- 本文
============
「やらない決断」できてますか? 限られたリソースでLTVを上げる”割り切り戦略”とは
デジタルマーケティングの「最大の落とし穴」は、やるべきこと以外を切り捨てられないことだ。限られたリソースと時間を使ってLTVを向上させていくために、何に集中すべきなのか。「Web担当者Forum ミーティング 2025 春」にWeb担人気漫画連載『デジマはつらいよ』の原案・監修の中澤伸也氏が登壇し、やるべきこと以外を切り捨てる「割り切り方」と、その具体的手法について語った。

お得意様だけに集中してマーケティングを行う「中澤式 お得意様集中戦略」
現代のマーケティングは、ウェブ、アプリ、メール、SNS…といった多チャネルが当たり前。人的リソースは限られているため、兼務や同時並行で複数の施策を進めて行かざるを得ない。
一方で、顧客はさまざまなツールを使う。一人に対して複数のコミュニケーションチャネルが存在するため、どこかのチャネルをやめることは難しい。では、どう割り切るか。
「お得意様」だけに集中することをおすすめします。マーケティングの戦略・戦術・施策を考える上で、お得意様にフォーカスしてマーケティングを行っていきます(中澤氏)
では、なぜ“お得意様”に集中するのか。その根拠として中澤氏があげるのが、上位20%~30%の顧客によって全体の利益の約8割が生み出される「パレートの法則」だ。
顧客が初回購買から3年間で自社にもたらした利益の累計値を計算し、全顧客分を洗い出すと、多くの企業でパレートの法則が当てはまるという。さらに、そうしたお得意様は、製品・ブランドへの理解と共感が最も深い“ファン”であり、周囲に推薦してくれる存在であることも大きい。
============
- 提示資料
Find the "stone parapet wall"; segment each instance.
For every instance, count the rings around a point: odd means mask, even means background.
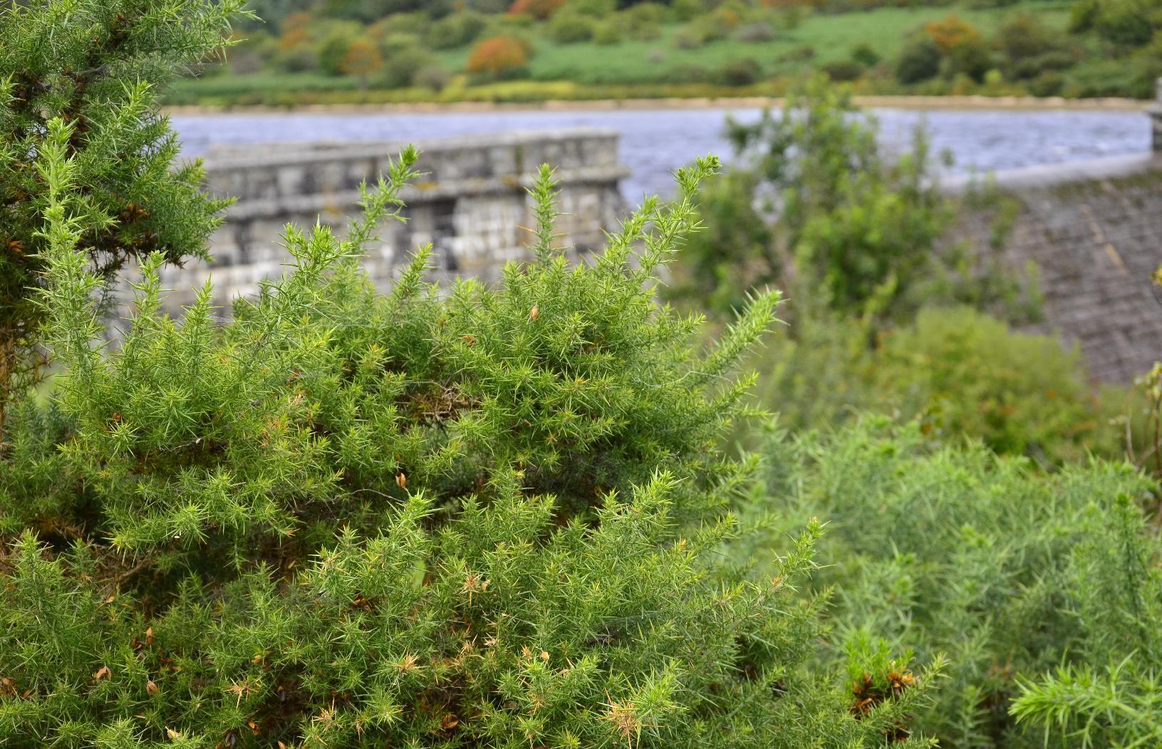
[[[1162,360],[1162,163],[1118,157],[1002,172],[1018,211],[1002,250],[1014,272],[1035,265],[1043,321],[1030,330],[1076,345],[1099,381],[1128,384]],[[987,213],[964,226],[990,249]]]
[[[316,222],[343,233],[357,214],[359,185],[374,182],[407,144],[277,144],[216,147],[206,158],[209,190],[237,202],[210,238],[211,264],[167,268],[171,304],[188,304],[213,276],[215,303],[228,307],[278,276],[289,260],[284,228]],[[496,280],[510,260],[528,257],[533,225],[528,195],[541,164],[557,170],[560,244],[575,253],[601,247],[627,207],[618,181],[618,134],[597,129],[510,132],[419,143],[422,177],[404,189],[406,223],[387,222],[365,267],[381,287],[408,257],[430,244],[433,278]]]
============
- 出題
お得意様に集中するマーケティングの記事から、「現代のマーケティングは、ウェ」で始まり「される「パレートの法則」だ。」で終わる部分を、両端の語句も含めて一字一句そのまま引用してもらえますか？ 答えるときは本文だけを根拠にしてください。

- 解答
現代のマーケティングは、ウェブ、アプリ、メール、SNS…といった多チャネルが当たり前。人的リソースは限られているため、兼務や同時並行で複数の施策を進めて行かざるを得ない。
一方で、顧客はさまざまなツールを使う。一人に対して複数のコミュニケーションチャネルが存在するため、どこかのチャネルをやめることは難しい。では、どう割り切るか。
「お得意様」だけに集中することをおすすめします。マーケティングの戦略・戦術・施策を考える上で、お得意様にフォーカスしてマーケティングを行っていきます(中澤氏)
では、なぜ“お得意様”に集中するのか。その根拠として中澤氏があげるのが、上位20%~30%の顧客によって全体の利益の約8割が生み出される「パレートの法則」だ。